Difference between Known World and Mystara

Hello!

Mystara fans in the house! :D

Posted by Squirrel Nutkin:
And considering what it did to the setting, I'd say there are some very big differences between the Known World and Mystara... especially if you happen to be an elf.

Yes, Alfheim, the main elven land of the Known World area, was conquered in the events of Wrath of the Immortals. A last Gazetteer, detailing the northern elven kingdom of Wendar (where four of Alfheim's seven major clans regrouped), was hinted at in Dragon, but was apparently dropped when Mystara was switched over to 2e. And the 2e Karameikos boxed set, covering the land to which Alfheim's other three clans migrated, barely notes them in passing, and doesn't include any NPCs from the Alfheim Gazetteer, or even mention the clans by name.

• Exercise instructions
[A] In the forum post on the Known World and Mystara, how many of Alfheim's seven major clans regrouped in Wendar?
[B] Output the forum post's text, starting at "Yes, Alfheim, the" and ending at "clans by name.".
The records have no connection to the forum post above.

• Material supplied
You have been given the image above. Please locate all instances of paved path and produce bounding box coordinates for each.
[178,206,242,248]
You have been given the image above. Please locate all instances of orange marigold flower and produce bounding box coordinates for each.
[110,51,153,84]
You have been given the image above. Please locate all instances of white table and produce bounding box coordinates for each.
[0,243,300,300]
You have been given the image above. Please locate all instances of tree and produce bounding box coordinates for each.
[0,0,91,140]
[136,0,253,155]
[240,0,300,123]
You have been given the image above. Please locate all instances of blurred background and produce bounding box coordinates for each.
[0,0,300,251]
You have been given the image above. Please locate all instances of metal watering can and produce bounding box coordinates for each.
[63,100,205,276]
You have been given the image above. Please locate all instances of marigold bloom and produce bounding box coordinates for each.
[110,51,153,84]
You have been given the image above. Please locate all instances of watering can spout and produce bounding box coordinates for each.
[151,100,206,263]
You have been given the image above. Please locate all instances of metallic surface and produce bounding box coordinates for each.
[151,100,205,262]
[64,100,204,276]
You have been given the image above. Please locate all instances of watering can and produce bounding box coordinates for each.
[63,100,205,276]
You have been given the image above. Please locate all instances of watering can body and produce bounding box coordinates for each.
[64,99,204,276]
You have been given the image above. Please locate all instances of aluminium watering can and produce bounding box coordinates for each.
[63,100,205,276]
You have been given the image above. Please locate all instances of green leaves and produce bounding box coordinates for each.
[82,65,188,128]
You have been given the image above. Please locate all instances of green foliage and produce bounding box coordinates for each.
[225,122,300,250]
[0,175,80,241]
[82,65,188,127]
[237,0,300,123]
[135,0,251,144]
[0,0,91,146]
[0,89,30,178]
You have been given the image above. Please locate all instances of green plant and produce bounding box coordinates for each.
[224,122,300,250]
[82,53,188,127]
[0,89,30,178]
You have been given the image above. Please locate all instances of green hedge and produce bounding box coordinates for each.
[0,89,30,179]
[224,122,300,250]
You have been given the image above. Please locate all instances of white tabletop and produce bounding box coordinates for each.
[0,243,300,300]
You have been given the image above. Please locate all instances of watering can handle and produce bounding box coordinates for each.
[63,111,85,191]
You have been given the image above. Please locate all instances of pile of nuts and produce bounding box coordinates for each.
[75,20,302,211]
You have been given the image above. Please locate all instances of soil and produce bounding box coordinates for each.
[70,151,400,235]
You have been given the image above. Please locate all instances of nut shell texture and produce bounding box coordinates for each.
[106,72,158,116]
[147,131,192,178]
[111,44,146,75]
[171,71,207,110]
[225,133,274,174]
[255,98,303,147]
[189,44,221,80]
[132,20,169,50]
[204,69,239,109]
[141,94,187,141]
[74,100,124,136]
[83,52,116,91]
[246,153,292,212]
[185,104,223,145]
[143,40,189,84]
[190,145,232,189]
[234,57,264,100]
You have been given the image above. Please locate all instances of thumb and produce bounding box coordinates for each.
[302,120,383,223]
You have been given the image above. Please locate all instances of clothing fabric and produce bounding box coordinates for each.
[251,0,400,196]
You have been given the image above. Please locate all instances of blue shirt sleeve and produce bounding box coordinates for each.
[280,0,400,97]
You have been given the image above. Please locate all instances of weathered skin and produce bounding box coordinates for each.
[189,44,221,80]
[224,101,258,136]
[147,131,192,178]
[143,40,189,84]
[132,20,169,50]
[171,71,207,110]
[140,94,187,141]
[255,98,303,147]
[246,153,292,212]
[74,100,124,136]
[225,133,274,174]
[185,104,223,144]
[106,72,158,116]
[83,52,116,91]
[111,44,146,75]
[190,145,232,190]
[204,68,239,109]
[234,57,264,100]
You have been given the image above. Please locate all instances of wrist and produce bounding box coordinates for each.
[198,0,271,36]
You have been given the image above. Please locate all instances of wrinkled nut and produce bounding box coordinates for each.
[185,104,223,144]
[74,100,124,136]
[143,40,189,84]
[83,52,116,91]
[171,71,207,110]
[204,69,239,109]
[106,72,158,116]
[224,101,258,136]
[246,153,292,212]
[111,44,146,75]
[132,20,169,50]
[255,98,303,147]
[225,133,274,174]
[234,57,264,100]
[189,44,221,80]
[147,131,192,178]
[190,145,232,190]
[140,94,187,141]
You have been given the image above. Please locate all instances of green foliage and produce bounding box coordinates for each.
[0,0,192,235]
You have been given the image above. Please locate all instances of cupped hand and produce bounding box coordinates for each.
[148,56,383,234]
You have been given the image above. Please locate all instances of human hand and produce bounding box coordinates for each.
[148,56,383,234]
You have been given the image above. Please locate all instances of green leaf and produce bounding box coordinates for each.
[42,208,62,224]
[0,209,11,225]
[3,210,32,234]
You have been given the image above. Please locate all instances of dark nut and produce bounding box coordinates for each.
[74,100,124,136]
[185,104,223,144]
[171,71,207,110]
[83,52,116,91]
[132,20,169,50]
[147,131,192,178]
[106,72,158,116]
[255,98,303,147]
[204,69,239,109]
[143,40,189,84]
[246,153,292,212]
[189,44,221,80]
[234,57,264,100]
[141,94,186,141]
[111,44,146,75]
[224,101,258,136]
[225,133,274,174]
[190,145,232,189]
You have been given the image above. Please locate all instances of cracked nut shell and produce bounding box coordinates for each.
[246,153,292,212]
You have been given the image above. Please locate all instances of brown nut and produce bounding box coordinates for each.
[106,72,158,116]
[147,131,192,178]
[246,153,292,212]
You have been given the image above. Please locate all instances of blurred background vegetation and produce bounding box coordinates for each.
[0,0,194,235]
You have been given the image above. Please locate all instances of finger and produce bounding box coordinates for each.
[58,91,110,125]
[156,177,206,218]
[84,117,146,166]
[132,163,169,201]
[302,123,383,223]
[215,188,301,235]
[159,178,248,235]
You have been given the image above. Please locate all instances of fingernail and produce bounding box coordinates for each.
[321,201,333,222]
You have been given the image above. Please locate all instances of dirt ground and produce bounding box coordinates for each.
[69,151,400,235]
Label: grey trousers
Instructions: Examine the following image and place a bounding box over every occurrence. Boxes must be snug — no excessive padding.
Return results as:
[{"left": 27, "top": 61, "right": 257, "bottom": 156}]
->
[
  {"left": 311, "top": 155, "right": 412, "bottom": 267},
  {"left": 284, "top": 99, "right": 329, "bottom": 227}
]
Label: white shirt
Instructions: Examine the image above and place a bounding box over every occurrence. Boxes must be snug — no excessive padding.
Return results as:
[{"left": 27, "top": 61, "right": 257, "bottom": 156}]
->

• Solution list
[A] Four

[B]
Yes, Alfheim, the main elven land of the Known World area, was conquered in the events of Wrath of the Immortals. A last Gazetteer, detailing the northern elven kingdom of Wendar (where four of Alfheim's seven major clans regrouped), was hinted at in Dragon, but was apparently dropped when Mystara was switched over to 2e. And the 2e Karameikos boxed set, covering the land to which Alfheim's other three clans migrated, barely notes them in passing, and doesn't include any NPCs from the Alfheim Gazetteer, or even mention the clans by name.